AIM OF THE EXERCISE:
Reproduce the entries below verbatim, covering the stretch from the first line through the line that contains "[(618, 339), (264, 356), (351, 334), (89, 348), (549, 367)]". Include that line, and stop there.

INPUT MATERIAL:

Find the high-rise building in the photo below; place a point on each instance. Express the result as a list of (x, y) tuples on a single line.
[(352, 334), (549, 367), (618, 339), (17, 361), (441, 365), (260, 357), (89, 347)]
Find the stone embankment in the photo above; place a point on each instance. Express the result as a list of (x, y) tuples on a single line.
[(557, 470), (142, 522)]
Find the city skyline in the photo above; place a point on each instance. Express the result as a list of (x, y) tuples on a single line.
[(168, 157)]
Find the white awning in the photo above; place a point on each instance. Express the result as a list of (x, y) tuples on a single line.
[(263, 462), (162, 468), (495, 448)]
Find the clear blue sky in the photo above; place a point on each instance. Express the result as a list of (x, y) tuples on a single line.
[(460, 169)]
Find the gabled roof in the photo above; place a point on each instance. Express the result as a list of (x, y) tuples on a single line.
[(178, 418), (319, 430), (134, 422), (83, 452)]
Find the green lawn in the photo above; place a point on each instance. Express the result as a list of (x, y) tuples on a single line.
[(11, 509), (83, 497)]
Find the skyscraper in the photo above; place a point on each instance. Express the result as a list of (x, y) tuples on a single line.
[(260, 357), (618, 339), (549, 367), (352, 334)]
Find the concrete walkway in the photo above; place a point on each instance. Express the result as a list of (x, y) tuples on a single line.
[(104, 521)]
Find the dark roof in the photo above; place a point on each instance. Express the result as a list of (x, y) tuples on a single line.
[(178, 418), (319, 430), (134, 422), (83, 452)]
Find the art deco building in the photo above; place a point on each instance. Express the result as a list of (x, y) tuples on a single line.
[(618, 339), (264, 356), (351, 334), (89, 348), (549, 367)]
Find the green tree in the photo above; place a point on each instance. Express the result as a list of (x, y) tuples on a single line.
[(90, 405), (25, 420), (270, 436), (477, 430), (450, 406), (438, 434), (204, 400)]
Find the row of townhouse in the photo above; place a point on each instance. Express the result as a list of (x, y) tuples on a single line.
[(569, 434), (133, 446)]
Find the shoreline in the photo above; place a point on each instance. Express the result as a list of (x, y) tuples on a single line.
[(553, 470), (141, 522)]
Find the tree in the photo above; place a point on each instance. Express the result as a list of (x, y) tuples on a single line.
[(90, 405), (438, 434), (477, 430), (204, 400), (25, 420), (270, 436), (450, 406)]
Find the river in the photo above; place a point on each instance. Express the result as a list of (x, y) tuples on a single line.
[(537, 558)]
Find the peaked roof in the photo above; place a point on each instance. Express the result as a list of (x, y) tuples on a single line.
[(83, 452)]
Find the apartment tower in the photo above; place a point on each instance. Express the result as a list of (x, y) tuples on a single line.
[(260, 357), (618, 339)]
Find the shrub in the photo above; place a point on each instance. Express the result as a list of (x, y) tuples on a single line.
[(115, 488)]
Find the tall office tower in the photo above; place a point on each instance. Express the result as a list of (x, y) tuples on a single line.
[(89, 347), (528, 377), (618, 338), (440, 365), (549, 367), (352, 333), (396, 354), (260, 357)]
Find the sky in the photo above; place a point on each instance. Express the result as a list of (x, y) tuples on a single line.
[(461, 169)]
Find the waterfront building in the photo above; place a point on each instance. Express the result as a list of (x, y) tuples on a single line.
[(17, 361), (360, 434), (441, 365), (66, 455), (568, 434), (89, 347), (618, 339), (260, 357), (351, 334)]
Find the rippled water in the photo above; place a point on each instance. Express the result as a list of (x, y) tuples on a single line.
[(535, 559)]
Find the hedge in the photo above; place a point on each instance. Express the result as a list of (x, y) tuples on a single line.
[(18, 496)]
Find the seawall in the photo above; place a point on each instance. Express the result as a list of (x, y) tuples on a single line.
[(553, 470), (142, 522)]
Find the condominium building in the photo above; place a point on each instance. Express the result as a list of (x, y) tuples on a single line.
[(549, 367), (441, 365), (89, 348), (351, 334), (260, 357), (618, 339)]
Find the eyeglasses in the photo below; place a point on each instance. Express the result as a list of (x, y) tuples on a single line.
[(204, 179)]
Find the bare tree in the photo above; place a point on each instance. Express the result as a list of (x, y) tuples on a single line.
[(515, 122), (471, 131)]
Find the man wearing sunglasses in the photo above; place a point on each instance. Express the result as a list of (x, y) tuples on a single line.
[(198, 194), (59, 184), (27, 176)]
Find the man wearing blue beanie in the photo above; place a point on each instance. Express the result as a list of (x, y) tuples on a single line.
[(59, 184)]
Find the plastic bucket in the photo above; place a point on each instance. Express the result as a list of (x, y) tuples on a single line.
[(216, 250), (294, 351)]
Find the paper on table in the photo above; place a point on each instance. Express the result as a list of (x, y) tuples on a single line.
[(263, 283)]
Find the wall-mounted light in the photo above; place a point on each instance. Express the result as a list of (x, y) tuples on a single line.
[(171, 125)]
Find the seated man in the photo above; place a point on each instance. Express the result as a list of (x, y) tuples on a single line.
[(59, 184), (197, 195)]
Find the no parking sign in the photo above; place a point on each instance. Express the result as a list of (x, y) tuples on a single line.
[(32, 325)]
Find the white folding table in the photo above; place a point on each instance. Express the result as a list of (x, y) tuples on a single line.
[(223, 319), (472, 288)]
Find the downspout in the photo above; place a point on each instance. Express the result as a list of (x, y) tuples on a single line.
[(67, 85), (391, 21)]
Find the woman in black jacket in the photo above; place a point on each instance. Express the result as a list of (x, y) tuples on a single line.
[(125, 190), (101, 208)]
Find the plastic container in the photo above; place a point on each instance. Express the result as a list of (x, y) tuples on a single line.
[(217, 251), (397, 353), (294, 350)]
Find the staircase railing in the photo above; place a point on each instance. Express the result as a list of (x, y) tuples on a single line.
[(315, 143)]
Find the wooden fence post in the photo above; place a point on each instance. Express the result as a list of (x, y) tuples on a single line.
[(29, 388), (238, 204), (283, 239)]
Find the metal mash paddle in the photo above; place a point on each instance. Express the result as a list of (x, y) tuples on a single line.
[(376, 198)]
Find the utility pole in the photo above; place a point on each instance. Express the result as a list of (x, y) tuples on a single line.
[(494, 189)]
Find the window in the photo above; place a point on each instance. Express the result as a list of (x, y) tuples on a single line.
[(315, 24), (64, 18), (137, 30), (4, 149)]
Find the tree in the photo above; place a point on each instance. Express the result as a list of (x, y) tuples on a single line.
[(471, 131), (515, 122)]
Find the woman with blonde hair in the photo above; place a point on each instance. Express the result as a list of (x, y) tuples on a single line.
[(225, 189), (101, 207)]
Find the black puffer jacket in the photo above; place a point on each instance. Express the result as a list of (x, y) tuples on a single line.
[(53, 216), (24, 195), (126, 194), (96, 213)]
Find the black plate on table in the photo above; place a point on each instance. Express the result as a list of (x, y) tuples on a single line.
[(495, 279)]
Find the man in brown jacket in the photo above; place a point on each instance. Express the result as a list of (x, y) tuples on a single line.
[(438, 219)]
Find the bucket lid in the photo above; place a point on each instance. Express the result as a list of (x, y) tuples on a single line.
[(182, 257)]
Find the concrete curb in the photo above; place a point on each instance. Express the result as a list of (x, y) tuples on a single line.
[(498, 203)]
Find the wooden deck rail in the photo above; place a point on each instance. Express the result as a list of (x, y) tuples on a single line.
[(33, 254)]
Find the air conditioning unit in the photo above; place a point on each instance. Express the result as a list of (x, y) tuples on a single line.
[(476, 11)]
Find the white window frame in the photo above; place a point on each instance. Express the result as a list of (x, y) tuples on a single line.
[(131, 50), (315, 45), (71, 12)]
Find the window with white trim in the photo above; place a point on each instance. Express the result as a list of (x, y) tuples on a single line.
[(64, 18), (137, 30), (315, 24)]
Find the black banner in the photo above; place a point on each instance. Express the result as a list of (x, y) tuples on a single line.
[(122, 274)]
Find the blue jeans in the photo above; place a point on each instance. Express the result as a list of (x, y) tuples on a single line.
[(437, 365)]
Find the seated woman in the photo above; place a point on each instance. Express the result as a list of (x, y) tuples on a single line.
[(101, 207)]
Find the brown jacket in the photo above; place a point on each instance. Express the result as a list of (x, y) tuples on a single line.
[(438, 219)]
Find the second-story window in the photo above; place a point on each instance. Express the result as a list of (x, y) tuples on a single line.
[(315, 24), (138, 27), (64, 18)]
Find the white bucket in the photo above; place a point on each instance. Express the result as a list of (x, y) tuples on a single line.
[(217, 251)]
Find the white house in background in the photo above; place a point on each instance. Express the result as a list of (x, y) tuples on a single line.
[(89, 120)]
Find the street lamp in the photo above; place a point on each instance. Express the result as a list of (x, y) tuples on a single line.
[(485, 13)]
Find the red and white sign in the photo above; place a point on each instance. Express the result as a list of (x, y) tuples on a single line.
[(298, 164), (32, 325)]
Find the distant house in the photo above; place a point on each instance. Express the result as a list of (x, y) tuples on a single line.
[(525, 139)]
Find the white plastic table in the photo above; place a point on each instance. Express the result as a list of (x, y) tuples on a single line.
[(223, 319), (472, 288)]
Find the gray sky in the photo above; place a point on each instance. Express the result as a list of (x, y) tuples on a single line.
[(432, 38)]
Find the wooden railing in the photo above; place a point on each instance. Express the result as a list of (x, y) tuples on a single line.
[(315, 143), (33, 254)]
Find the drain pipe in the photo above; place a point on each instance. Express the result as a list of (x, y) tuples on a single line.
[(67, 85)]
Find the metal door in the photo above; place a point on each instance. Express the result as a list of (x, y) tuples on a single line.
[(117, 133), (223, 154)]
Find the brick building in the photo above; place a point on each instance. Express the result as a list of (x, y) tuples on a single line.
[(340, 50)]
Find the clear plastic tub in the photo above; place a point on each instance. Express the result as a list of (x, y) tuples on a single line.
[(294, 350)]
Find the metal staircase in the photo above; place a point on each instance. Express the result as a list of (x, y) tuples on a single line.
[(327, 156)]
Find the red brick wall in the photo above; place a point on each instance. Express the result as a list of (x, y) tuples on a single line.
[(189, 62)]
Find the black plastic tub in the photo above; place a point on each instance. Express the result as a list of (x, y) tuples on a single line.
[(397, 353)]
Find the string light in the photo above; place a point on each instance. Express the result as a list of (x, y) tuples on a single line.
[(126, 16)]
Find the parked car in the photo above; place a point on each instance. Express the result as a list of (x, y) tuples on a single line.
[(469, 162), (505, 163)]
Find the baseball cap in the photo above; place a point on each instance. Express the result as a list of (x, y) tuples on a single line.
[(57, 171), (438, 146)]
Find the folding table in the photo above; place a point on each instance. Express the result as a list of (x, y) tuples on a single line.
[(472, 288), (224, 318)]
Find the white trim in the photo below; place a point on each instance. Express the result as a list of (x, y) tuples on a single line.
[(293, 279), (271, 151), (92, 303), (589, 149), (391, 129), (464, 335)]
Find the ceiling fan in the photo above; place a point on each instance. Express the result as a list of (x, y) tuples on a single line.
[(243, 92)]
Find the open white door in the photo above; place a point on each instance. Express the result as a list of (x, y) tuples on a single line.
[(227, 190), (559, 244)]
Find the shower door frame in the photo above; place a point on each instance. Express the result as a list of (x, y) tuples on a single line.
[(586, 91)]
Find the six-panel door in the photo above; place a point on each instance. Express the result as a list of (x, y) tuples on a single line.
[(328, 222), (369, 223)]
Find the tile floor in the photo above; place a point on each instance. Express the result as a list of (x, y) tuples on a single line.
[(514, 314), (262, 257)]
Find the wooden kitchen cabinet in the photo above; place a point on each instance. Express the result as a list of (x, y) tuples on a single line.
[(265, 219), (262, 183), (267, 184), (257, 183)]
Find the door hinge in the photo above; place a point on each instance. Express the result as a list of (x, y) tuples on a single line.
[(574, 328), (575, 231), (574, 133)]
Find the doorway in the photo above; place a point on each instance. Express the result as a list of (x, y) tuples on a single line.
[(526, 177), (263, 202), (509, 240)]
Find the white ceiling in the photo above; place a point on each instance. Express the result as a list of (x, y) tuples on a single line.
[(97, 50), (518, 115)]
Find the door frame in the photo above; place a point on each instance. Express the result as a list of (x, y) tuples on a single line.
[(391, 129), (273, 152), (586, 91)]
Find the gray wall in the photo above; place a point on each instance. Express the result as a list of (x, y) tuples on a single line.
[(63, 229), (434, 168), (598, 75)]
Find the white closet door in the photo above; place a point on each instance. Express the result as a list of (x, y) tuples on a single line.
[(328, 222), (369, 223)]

ANSWER TO THE EXERCISE:
Find the high-rise building in the photo below; place a point on each instance. Express the result as a list of (x, y) tuples on a single line.
[(352, 334), (549, 367), (618, 339), (17, 361), (441, 365), (260, 357), (89, 347)]
Find the stone embankment in the photo above; place a point on each instance. Express the result as a list of (x, y) tuples on a single line.
[(557, 470), (142, 522)]
Find the city skyline in the photo above; place a point on each instance. Express the result as a list of (x, y) tuples on a single line.
[(168, 157)]
Find the white awning in the photo above; place a point on each instance. Express the result as a list of (x, y) tuples on a single line.
[(263, 462), (162, 468), (495, 448)]
Find the clear blue sky in the photo above; place a point on each instance. Express the result as a list of (x, y) tuples on a single line.
[(460, 169)]
Find the gabled roof in the photo above; place a point on each instance. Express the result as a list of (x, y) tuples on a single line.
[(178, 418), (319, 430), (134, 422), (83, 452)]
Find the green lawn in the photo above; place a point on each instance. Express the result as a list of (x, y) tuples on a single line.
[(11, 509), (83, 497)]
Find the skyscraper in the photo above; place a point on each instance. Express the result as a list of (x, y) tuples on a single line.
[(260, 357), (618, 339), (549, 367), (352, 334)]
Find the concrete walkway in the photo above; place a point on each instance. Express the result as a list of (x, y) tuples on a single line.
[(104, 521)]
Find the dark roof in the photo above; place a point on each instance. Express the result as a list of (x, y) tuples on a single line.
[(178, 418), (319, 430), (134, 422), (83, 452)]
Find the art deco building in the photo above; place a point on each instance. Express the result as a list of (x, y) tuples on a single line.
[(618, 339), (264, 356), (351, 334), (89, 348), (549, 367)]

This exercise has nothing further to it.